Reproduce the passage of the Fallujah article between "Saad al-Hadithi, a" and "of the capital.", inclusive.

====== Text provided

Families who could not flee should raise white flags to mark their location in the city 50 km (30 miles) west of Baghdad, the military's media unit said in a statement on state television.
Fallujah, a long-time bastion of Sunni Muslim jihadists, was the first city to fall to Isis, in January 2014, six months before the group swept through large parts of Iraq and neighbouring Syria.
The Iraqi army, police and Iranian-backed Shi'ite Muslim militias, backed by air strikes from a US-led coalition, have surrounded Fallujah since late last year. The jihadists have been preventing residents leaving for months.
The army "is asking citizens that are still in Fallujah to be prepared to leave the city through secured routes that will be announced later", the statement said, without spelling out when any offensive might start.
Deputy district council chairman Falih al-Essawi said three corridors would be opened for civilians to camps west, southwest and southeast of the city, and a subsequent military statement said some residents had begun to flee.
Residents told Reuters about 20 families had set out from a southern front-line neighbourhood overnight, but only half of them made it out. Some were intercepted by Isis, while others were killed by explosives planted along the road by the jihadists.
The United Nations and Human Rights Watch said last month that residents of Fallujah were facing acute shortages of food and medicine amid a siege by government forces. Aid has not reached the city since the Iraqi military recaptured nearby Ramadi, the Anbar provincial capital, in December.
Essawi told a local television channel that more than 75,000 civilians remained in Fallujah, in keeping with a recent US. military estimate of 60,000 to 90,000. Around 300,000 people lived in the Euphrates river city before the war.
Known as the "City of Minarets and Mother of Mosques", Fallujah is a focus for Sunni Muslim faith and identity in Iraq. It was badly damaged in two offensives by US forces against al-Qaeda insurgents in 2004.
Saad al-Hadithi, a spokesman for Prime Minister Haider al-Abadi, said the "liberation" of Fallujah would help restore normal life to Anbar, the western province over which Isis took nearly complete control in 2014.
Following recent government offensives in Rutba and Hit, control of Fallujah would secure the road more than 500 km (300 miles) from Baghdad to the Jordanian border and northwards to Haditha, 190 km northwest of the capital.
But Isis still controls vast swathes of territory and major cities such as Mosul in the north. Iraqi authorities have pledged to retake Mosul this year, though in private some officials question whether the army will be ready in time.

============
====== Data

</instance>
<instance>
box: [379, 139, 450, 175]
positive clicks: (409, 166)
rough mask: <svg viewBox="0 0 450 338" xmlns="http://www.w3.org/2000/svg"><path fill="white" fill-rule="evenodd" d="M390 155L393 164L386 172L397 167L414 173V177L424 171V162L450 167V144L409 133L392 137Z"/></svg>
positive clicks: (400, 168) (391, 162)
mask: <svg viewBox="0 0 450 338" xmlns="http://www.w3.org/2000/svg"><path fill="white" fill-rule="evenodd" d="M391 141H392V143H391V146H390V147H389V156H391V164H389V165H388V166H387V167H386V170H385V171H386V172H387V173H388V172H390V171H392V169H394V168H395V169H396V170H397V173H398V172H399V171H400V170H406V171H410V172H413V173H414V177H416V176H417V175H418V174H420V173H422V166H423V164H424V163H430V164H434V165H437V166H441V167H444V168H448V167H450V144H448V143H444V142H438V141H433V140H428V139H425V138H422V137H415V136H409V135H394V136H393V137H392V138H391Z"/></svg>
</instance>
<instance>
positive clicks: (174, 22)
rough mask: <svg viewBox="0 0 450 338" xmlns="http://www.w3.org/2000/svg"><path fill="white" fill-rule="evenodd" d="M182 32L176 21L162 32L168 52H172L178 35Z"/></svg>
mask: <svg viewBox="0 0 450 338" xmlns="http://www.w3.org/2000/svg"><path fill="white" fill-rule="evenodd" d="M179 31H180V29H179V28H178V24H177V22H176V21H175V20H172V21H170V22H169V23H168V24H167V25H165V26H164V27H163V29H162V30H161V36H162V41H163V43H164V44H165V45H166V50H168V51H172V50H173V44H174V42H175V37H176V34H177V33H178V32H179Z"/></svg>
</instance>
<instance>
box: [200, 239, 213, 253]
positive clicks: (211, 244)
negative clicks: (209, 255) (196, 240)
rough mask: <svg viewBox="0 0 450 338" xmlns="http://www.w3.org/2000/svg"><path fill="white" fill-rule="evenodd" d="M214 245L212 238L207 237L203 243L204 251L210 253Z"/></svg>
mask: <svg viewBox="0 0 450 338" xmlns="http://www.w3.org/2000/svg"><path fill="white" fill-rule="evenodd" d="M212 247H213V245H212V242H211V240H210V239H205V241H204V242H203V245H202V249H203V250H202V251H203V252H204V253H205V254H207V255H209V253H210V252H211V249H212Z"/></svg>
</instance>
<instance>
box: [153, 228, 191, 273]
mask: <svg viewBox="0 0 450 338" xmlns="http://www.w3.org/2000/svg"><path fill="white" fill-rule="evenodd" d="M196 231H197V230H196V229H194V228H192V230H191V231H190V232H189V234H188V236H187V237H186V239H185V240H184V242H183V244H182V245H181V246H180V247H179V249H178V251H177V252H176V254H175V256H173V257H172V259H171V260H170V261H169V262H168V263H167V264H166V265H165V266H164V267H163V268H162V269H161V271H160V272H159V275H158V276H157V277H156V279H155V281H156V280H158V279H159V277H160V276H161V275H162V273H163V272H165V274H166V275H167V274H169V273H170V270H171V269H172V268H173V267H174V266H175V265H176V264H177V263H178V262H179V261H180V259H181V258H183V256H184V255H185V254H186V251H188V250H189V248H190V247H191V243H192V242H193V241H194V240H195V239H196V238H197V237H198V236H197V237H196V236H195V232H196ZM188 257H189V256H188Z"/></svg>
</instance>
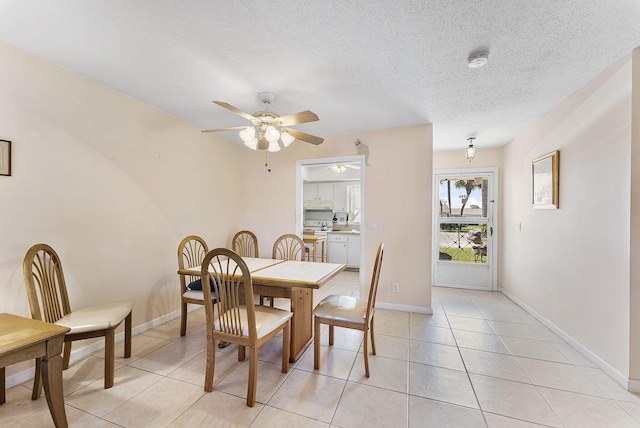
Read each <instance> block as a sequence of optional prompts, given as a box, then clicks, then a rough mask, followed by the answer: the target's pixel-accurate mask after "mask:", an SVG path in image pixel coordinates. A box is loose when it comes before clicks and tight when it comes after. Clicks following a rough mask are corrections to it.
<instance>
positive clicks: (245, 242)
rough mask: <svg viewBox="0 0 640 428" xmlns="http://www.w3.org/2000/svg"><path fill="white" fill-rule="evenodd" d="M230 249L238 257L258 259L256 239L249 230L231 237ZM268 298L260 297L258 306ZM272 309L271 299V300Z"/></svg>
mask: <svg viewBox="0 0 640 428" xmlns="http://www.w3.org/2000/svg"><path fill="white" fill-rule="evenodd" d="M231 249H232V250H233V251H235V252H236V253H238V254H239V255H240V257H256V258H257V257H258V238H257V237H256V235H255V234H254V233H253V232H251V231H249V230H241V231H240V232H238V233H236V234H235V235H233V239H232V240H231ZM265 298H267V299H268V298H269V297H268V296H263V295H260V305H264V299H265ZM271 307H273V298H272V299H271Z"/></svg>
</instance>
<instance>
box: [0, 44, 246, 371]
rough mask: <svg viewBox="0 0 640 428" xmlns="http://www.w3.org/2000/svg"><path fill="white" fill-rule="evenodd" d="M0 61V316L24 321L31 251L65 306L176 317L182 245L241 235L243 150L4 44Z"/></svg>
mask: <svg viewBox="0 0 640 428" xmlns="http://www.w3.org/2000/svg"><path fill="white" fill-rule="evenodd" d="M0 58H2V67H0V99H2V101H3V102H2V103H0V124H1V127H0V139H5V140H11V141H12V142H13V165H12V176H11V177H0V201H1V202H0V207H1V208H0V291H1V295H2V299H0V312H10V313H14V314H17V315H22V316H27V317H30V312H29V307H28V302H27V296H26V293H25V289H24V282H23V278H22V260H23V257H24V255H25V253H26V251H27V249H28V248H29V247H30V246H31V245H33V244H36V243H38V242H44V243H48V244H50V245H52V246H53V247H54V248H55V249H56V250H57V252H58V253H59V255H60V257H61V259H62V263H63V267H64V270H65V277H66V279H67V286H68V288H69V294H70V300H71V305H72V308H73V307H78V306H81V305H88V304H98V303H104V302H112V301H117V300H130V301H133V302H134V309H133V324H134V326H139V325H141V324H144V323H146V322H149V321H151V320H153V319H156V318H158V317H161V316H163V315H166V314H169V313H171V312H174V311H176V310H178V308H179V306H178V305H179V294H178V289H179V288H178V277H177V275H176V270H177V253H176V250H177V246H178V243H179V242H180V240H181V239H182V238H183V237H184V236H186V235H188V234H199V235H201V236H202V237H203V238H205V239H206V240H207V242H208V243H209V245H210V246H214V245H225V246H226V245H228V242H230V238H231V236H230V234H231V233H233V231H234V230H236V229H237V225H238V222H239V220H238V216H239V211H240V209H241V208H242V207H241V205H240V196H239V193H240V186H239V185H238V184H237V183H239V182H240V180H239V178H240V174H241V169H240V168H239V165H240V163H239V160H240V155H239V153H240V151H241V149H242V148H241V147H239V146H237V145H235V144H232V143H229V142H226V141H224V140H222V139H219V138H217V137H215V136H211V135H205V134H202V133H201V132H200V130H199V129H196V128H195V127H194V126H192V125H189V124H187V123H185V122H183V121H181V120H179V119H177V118H175V117H173V116H170V115H168V114H166V113H164V112H162V111H159V110H157V109H154V108H151V107H150V106H148V105H146V104H143V103H141V102H139V101H137V100H135V99H132V98H130V97H128V96H125V95H123V94H121V93H118V92H116V91H114V90H112V89H109V88H107V87H104V86H102V85H100V84H98V83H96V82H94V81H91V80H88V79H86V78H84V77H82V76H79V75H77V74H74V73H71V72H69V71H67V70H64V69H61V68H59V67H57V66H54V65H52V64H50V63H48V62H45V61H43V60H40V59H38V58H36V57H33V56H31V55H28V54H26V53H24V52H22V51H20V50H18V49H15V48H13V47H11V46H9V45H6V44H3V43H0ZM221 201H222V202H223V203H224V204H223V206H221V205H222V204H221ZM81 346H82V345H80V344H78V345H74V349H78V347H81ZM15 370H16V369H15V368H14V366H12V367H10V368H9V373H11V372H12V371H15Z"/></svg>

============

▶ _Exercise output_:
Saad al-Hadithi, a spokesman for Prime Minister Haider al-Abadi, said the "liberation" of Fallujah would help restore normal life to Anbar, the western province over which Isis took nearly complete control in 2014.
Following recent government offensives in Rutba and Hit, control of Fallujah would secure the road more than 500 km (300 miles) from Baghdad to the Jordanian border and northwards to Haditha, 190 km northwest of the capital.